--- DATA FOR ANALYSIS ---

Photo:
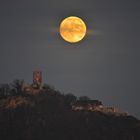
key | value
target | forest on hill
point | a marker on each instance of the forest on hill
(48, 115)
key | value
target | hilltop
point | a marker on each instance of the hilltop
(49, 115)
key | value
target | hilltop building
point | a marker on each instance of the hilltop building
(36, 86)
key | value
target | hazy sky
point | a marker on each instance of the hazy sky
(104, 66)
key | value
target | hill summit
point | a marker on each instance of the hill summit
(49, 115)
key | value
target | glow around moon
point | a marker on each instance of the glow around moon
(72, 29)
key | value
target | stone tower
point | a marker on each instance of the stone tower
(37, 79)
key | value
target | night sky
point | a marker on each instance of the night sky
(105, 65)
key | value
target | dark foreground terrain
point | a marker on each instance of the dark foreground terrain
(48, 116)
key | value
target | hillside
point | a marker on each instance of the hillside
(48, 115)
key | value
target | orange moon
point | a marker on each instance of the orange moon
(72, 29)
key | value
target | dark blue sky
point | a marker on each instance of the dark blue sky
(104, 66)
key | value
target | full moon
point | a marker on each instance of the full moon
(72, 29)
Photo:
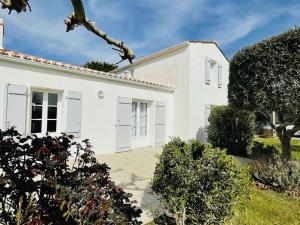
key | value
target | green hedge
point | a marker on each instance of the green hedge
(265, 77)
(197, 184)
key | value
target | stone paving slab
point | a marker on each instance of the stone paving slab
(133, 170)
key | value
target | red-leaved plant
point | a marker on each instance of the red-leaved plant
(39, 185)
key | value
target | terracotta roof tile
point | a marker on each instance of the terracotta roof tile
(111, 76)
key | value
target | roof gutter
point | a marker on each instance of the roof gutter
(90, 73)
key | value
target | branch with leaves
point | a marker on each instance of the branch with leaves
(76, 19)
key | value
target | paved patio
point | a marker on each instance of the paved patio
(133, 170)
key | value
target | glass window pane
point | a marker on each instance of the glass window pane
(52, 112)
(52, 99)
(133, 131)
(143, 130)
(133, 119)
(51, 126)
(36, 126)
(37, 98)
(143, 119)
(37, 112)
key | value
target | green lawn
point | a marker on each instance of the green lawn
(295, 145)
(267, 208)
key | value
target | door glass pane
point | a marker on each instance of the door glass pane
(36, 126)
(37, 98)
(143, 119)
(133, 119)
(51, 126)
(52, 112)
(37, 112)
(52, 99)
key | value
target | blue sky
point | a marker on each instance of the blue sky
(146, 26)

---

WORK ORDER ::
From the first line to the last, repeat the records exactly, leaving out the pictures.

EXERCISE OUTPUT ::
Photo:
key | value
target | forest on hill
point | a marker on each instance of the forest on hill
(48, 115)
key | value
target | hilltop
point | a marker on each instance of the hilltop
(49, 115)
key | value
target | hilltop building
point | a marker on each instance of the hilltop building
(36, 86)
key | value
target | hazy sky
point | a marker on each instance of the hazy sky
(104, 66)
key | value
target | hill summit
point | a marker on each instance of the hill summit
(49, 115)
key | value
target | glow around moon
point | a marker on each instance of the glow around moon
(72, 29)
key | value
target | stone tower
point | a marker on each instance of the stone tower
(37, 79)
key | value
target | night sky
point | a marker on each instance of the night sky
(105, 65)
key | value
target | dark foreground terrain
point | a marker on each instance of the dark foreground terrain
(48, 116)
key | value
target | hillside
point | a marker on each instance of the hillside
(48, 115)
key | value
target | orange moon
point | a marker on each instance of the orange moon
(72, 29)
key | value
target | dark blue sky
point | a marker on each instance of the dark blue sky
(104, 66)
key | value
target | full moon
point | a marker on each instance of the full moon
(72, 29)
Photo:
key | value
target | green hedge
point | a marker on each instance of the green hedge
(265, 77)
(197, 184)
key | value
target | stone paving slab
point | a marker on each instance of the stone paving slab
(133, 170)
key | value
target | red-leaved plant
point | a marker on each instance of the red-leaved plant
(39, 185)
key | value
target | terracotta roof tile
point | a marker on each instance of the terracotta roof tile
(111, 76)
key | value
target | roof gutter
point | a marker on each instance of the roof gutter
(90, 73)
key | value
target | branch with leaves
point | a marker on each instance of the branch with leaves
(76, 19)
key | value
target | paved patio
point | a marker on each instance of the paved patio
(133, 170)
key | value
target | glass window pane
point | a marker on each instance of the glass window pane
(52, 112)
(52, 99)
(133, 131)
(143, 130)
(133, 119)
(51, 126)
(36, 126)
(37, 98)
(143, 119)
(37, 112)
key | value
target | green lawn
point | a marker on each instance of the green lawn
(295, 145)
(267, 208)
key | value
target | door glass pane
point | a marker on each instance of the door glass pane
(36, 126)
(37, 98)
(143, 119)
(133, 119)
(51, 126)
(52, 112)
(37, 112)
(52, 99)
key | value
target | blue sky
point | a marker on each instance of the blue sky
(146, 26)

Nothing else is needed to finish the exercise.